Nothing should be left out: repeat all the data exactly.

#### Data shown ####

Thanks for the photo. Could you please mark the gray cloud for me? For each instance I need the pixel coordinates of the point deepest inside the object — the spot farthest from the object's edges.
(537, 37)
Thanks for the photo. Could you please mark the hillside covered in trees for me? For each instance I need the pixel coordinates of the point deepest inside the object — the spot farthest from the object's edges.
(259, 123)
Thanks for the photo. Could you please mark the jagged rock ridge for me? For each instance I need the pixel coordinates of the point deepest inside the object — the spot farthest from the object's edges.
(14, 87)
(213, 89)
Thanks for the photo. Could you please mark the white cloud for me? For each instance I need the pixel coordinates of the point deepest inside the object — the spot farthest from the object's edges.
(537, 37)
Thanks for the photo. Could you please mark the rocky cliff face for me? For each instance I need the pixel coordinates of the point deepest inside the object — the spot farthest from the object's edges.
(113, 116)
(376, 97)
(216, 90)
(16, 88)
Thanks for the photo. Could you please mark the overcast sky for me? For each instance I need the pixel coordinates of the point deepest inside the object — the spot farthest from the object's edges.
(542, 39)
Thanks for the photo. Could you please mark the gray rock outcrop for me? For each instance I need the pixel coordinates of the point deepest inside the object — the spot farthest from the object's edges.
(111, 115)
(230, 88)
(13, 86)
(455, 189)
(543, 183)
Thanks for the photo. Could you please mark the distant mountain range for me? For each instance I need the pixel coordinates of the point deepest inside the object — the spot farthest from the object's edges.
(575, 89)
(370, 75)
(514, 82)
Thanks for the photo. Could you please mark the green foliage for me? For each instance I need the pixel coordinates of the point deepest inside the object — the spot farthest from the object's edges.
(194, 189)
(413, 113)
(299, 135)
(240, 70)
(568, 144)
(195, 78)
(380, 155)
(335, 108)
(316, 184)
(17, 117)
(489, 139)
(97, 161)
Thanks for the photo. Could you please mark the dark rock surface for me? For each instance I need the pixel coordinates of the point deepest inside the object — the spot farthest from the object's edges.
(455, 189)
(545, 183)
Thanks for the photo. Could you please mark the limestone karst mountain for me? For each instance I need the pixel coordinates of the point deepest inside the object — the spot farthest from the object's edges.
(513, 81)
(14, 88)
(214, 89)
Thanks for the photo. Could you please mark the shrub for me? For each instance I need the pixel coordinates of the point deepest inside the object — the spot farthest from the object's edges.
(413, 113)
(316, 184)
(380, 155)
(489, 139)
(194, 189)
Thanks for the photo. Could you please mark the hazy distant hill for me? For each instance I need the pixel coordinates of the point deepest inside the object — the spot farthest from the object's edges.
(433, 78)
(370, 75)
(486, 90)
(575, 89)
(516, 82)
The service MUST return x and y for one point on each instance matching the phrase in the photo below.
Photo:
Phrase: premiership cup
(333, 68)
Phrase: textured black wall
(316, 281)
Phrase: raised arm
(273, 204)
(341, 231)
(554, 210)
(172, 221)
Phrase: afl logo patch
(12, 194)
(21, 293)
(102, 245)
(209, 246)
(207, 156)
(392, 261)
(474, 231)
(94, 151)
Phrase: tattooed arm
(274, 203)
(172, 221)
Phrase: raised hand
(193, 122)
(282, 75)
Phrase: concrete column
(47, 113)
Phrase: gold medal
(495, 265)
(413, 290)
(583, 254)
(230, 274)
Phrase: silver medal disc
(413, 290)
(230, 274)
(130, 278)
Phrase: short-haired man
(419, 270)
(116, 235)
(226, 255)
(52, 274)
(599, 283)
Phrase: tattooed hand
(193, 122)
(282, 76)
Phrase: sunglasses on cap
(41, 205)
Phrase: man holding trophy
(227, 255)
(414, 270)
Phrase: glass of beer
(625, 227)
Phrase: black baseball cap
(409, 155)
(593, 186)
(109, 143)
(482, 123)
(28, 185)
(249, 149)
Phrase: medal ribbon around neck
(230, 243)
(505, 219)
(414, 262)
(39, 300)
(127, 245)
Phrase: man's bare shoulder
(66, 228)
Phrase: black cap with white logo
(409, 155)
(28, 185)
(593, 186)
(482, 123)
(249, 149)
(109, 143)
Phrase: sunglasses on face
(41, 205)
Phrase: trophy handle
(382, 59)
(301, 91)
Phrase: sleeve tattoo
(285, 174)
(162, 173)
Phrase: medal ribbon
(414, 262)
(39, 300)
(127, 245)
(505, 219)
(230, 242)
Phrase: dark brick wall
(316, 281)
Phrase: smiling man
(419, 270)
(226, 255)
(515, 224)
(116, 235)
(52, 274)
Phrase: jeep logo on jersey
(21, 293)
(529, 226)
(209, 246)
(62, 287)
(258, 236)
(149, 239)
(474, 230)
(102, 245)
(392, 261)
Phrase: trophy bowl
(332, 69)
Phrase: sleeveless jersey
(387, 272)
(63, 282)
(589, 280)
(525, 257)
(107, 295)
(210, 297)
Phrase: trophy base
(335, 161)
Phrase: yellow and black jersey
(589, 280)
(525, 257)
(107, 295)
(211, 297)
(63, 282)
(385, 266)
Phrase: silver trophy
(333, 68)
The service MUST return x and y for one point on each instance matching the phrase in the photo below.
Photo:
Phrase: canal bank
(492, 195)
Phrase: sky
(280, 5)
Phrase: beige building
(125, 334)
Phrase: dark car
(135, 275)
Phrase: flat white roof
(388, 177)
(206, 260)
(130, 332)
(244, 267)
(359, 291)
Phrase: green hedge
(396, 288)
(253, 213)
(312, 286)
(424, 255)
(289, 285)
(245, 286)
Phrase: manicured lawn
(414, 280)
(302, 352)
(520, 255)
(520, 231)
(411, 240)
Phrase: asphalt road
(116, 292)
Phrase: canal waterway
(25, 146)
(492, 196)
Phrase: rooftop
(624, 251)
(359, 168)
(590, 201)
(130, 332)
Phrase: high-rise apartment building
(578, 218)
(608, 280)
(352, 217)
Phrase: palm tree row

####

**Result of the exercise**
Thanks for the photo. Could you please mark the gray cloud for me? For each instance I need the pixel coordinates of the point deepest inside the object — the spot farthest from the object's edges.
(537, 37)
Thanks for the photo. Could you please mark the hillside covered in trees for me? For each instance I need the pixel coordinates of the point deepest inside the object — the spot farthest from the object's edges.
(259, 123)
Thanks for the photo. Could you please mark the jagged rock ridge for me? For each instance I need the pixel coordinates of the point deepest inside the object — the spot farthest from the object's edges.
(14, 87)
(213, 89)
Thanks for the photo. Could you please mark the white cloud for me? For each instance I need the pixel coordinates of the point deepest inside the object — the spot farthest from the object's edges.
(537, 37)
Thanks for the photo. Could you please mark the rocky cliff face for me? For each instance I need the pixel coordinates of the point deepest inside the object — the spot farthest from the object's edges.
(113, 116)
(376, 97)
(216, 90)
(16, 88)
Thanks for the photo. Could you please mark the overcast sky for me? For each instance I need the pixel coordinates of the point deepest inside the object — the spot farthest from the object's edges.
(542, 39)
Thanks for the photo. Could you please mark the gray rock outcrop for me? For each instance I need the pixel coordinates of the point deepest inside the object — the spot farthest from the object's edges.
(111, 115)
(230, 88)
(13, 86)
(455, 189)
(543, 183)
Thanks for the photo. Could you please mark the distant mountain range for me? For each instance I need the pixel coordinates of the point deepest inside the object — the spot farthest from the object's edges.
(575, 89)
(370, 75)
(514, 82)
Thanks for the photo. Could you please mark the green foliage for me? For each instance I need the pixel coordinates of the point deepest inside the object — the spot farthest from the object's edges.
(194, 189)
(413, 113)
(299, 135)
(240, 70)
(568, 144)
(195, 78)
(380, 155)
(335, 108)
(316, 184)
(17, 117)
(489, 139)
(97, 161)
Thanks for the photo. Could you please mark the dark rock surface for me? For each instance I need the pixel coordinates of the point deepest inside the object — the spot farthest from the object's edges.
(455, 189)
(545, 183)
Thanks for the photo. Could you please mark the limestone karst mountain for me? For each instance I need the pixel coordinates of the point deepest inside the object — the spot farthest from the object's edges.
(513, 81)
(14, 88)
(214, 89)
Thanks for the photo. Could you please mark the shrub for me? For each instance I need the pixel coordinates of the point deepest inside the object — the spot farthest from the object's edges.
(413, 113)
(316, 184)
(380, 155)
(489, 139)
(194, 189)
Thanks for the photo. Could you please mark the hazy distant hill for me? For each instance I need the pixel coordinates of the point deepest inside the object — the spot farthest from the object's edges.
(433, 78)
(370, 75)
(486, 90)
(575, 89)
(516, 82)
The service MUST return x and y for one point on each instance matching the phrase in the photo below.
Photo:
Phrase: premiership cup
(333, 68)
Phrase: textured black wall
(316, 281)
Phrase: raised arm
(273, 204)
(341, 231)
(554, 210)
(172, 221)
Phrase: afl logo patch
(12, 194)
(21, 293)
(102, 245)
(209, 246)
(207, 156)
(392, 261)
(474, 231)
(94, 151)
Phrase: tattooed arm
(274, 203)
(172, 221)
Phrase: raised hand
(193, 122)
(282, 75)
Phrase: concrete column
(47, 113)
Phrase: gold medal
(495, 265)
(413, 290)
(583, 254)
(230, 274)
Phrase: silver medal disc
(413, 290)
(230, 274)
(130, 278)
Phrase: short-haired man
(419, 270)
(116, 235)
(226, 255)
(52, 274)
(599, 283)
Phrase: tattooed hand
(193, 122)
(282, 76)
Phrase: sunglasses on cap
(41, 205)
Phrase: man holding trophy
(227, 255)
(414, 270)
Phrase: glass of beer
(625, 227)
Phrase: black baseball cap
(409, 155)
(593, 186)
(109, 143)
(482, 123)
(28, 185)
(249, 149)
Phrase: medal ribbon around neck
(230, 243)
(505, 219)
(414, 262)
(39, 300)
(127, 245)
Phrase: man's bare shoulder
(66, 228)
Phrase: black cap with white logo
(409, 155)
(28, 185)
(593, 186)
(482, 123)
(249, 149)
(109, 143)
Phrase: sunglasses on face
(41, 205)
Phrase: trophy handle
(382, 59)
(301, 91)
Phrase: sleeve tattoo
(285, 174)
(162, 173)
Phrase: medal ribbon
(414, 262)
(39, 300)
(127, 245)
(505, 219)
(230, 242)
Phrase: dark brick wall
(316, 281)
Phrase: smiling man
(419, 270)
(226, 255)
(515, 224)
(116, 235)
(52, 274)
Phrase: jeep logo on jersey
(21, 293)
(529, 226)
(209, 246)
(62, 287)
(258, 236)
(149, 239)
(474, 230)
(102, 245)
(392, 261)
Phrase: trophy bowl
(332, 69)
Phrase: sleeveless jersey
(387, 272)
(63, 282)
(589, 280)
(525, 257)
(107, 295)
(210, 297)
Phrase: trophy base
(335, 161)
Phrase: yellow and black jersey
(589, 280)
(525, 257)
(107, 295)
(211, 297)
(63, 282)
(385, 266)
Phrase: silver trophy
(333, 68)
The service MUST return x and y for one point on each instance matching the phrase in the photo below.
Photo:
Phrase: canal bank
(492, 195)
Phrase: sky
(280, 5)
Phrase: beige building
(125, 334)
Phrase: dark car
(135, 275)
Phrase: flat white roof
(388, 177)
(206, 260)
(130, 332)
(244, 267)
(359, 291)
Phrase: green hedge
(396, 288)
(253, 213)
(312, 286)
(424, 255)
(289, 285)
(245, 286)
Phrase: manicured lawn
(414, 280)
(302, 352)
(520, 255)
(520, 231)
(411, 240)
Phrase: asphalt road
(116, 292)
Phrase: canal waterway
(25, 146)
(492, 196)
Phrase: rooftop
(624, 251)
(359, 168)
(590, 201)
(130, 332)
Phrase: high-rise apartment building
(578, 218)
(608, 280)
(352, 217)
Phrase: palm tree row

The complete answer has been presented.